*Data to use:*
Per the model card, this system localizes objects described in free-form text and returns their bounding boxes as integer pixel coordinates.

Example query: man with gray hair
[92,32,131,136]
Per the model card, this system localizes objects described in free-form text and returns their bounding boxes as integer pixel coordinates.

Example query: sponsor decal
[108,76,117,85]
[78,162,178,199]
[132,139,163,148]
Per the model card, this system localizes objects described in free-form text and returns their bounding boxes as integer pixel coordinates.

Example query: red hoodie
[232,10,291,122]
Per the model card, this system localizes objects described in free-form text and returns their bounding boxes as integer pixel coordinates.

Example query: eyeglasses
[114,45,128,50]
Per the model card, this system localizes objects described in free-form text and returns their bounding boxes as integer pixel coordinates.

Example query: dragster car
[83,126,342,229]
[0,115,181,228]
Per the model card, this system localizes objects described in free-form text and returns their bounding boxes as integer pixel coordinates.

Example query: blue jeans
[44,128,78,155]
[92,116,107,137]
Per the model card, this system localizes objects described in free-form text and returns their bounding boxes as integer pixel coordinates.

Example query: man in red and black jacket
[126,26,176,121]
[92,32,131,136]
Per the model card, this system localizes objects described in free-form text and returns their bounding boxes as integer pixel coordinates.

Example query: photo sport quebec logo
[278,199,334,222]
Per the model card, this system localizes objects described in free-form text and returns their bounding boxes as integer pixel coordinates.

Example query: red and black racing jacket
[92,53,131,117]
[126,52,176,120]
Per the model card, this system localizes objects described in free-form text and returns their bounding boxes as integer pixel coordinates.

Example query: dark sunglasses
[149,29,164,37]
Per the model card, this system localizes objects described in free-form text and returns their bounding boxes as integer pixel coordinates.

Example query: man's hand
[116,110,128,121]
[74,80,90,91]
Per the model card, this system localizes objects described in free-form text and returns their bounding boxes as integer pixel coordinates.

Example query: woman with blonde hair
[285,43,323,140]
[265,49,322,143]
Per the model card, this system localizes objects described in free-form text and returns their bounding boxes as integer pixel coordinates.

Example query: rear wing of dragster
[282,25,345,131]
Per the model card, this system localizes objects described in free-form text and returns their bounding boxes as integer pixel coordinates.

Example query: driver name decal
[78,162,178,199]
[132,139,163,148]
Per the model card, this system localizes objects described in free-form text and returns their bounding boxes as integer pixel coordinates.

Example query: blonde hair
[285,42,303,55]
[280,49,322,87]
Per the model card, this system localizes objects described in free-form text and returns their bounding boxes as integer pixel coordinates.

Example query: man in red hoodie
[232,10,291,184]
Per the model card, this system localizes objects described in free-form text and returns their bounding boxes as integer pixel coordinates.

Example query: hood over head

*Stated task:* All of the records must be retyped exactly as they are.

*The result:*
Per the model card, this system localizes objects described in free-form text and returns their bounding boxes as integer pixel coordinates.

Example query: man with gray hair
[92,32,131,136]
Per the model card, this system localizes objects described in free-form text and returns their bounding boxes as integer pixel coordinates.

Example query: sponsor decal
[108,76,117,85]
[78,162,178,199]
[132,139,163,148]
Per the model card, this system localizes objects described in free-form text and returns their bounding boxes as integer pixel coordinates.

Example query: red hoodie
[232,10,291,122]
Per the model card, this system localizes objects described in free-form text and returns their bounding boxes as integer pixel coordinates.

Example query: eyeglasses
[114,45,128,50]
Per the model card, this system localizes objects described in free-form text and returns their bounding boxes as integer pixel coordinates.

Example query: dragster car
[83,126,342,229]
[0,115,181,228]
Per the model card, this system localizes objects described in free-form text and returns their bounding boxes as integer pixel coordinates.

Example query: blue jeans
[44,128,78,155]
[92,116,107,137]
Per the model card, this system localizes objects described in free-form text and returns their bounding boxes as integer pixel coordinates.

Example query: man in red and black jacket
[126,26,176,121]
[92,32,131,136]
Per the model card, this system localizes objects described in free-form text and returns their bounding boxes as integer pixel coordinates.

Example query: photo sport quebec logo
[278,199,334,222]
Per the model card, this system localizes objects described in free-form text and returns their bounding boxes as integer pixel coordinates.

Example query: red and black racing jacket
[92,53,131,117]
[126,52,176,120]
Per the model card, this system localizes objects described in free-form text and returns their bounding boxes as integer pixel coordinates.

Example query: dark sunglasses
[149,29,164,37]
Per the model card, this system localizes objects described in free-form text and returns their bounding boxes as integer pixel coordinates.

Example query: man's hand
[116,110,128,121]
[74,80,90,91]
Per the model card, this system localizes objects described in free-form text and returns their bounding boxes as integer pixel coordinates.

Example query: woman with blonde hair
[285,43,323,140]
[265,49,322,143]
Per the model card, this system localizes objects described in free-form text and returns their bounding boxes as integer pixel coordinates.

Example query: rear wing of dragster
[282,25,345,131]
Per the model card, this system localizes objects described in free-form text and returns their bounding boxes as integer pixel coordinates.

Example query: driver name decal
[78,162,178,199]
[132,139,163,148]
Per the model card, this system localizes objects described in free-form text and returns their bounding boxes as integer pixel coordinates.

Example query: blonde hair
[285,42,303,55]
[280,49,322,87]
Per the model card, this system localizes objects described in free-form text and returns their bounding boxes as integer pixel coordinates.

Example query: man in red hoodie
[232,10,291,184]
Per the model card, this system localizes objects described in free-form text and returns their bounding boxes as integer pixel coordinates.

Example query: hood over head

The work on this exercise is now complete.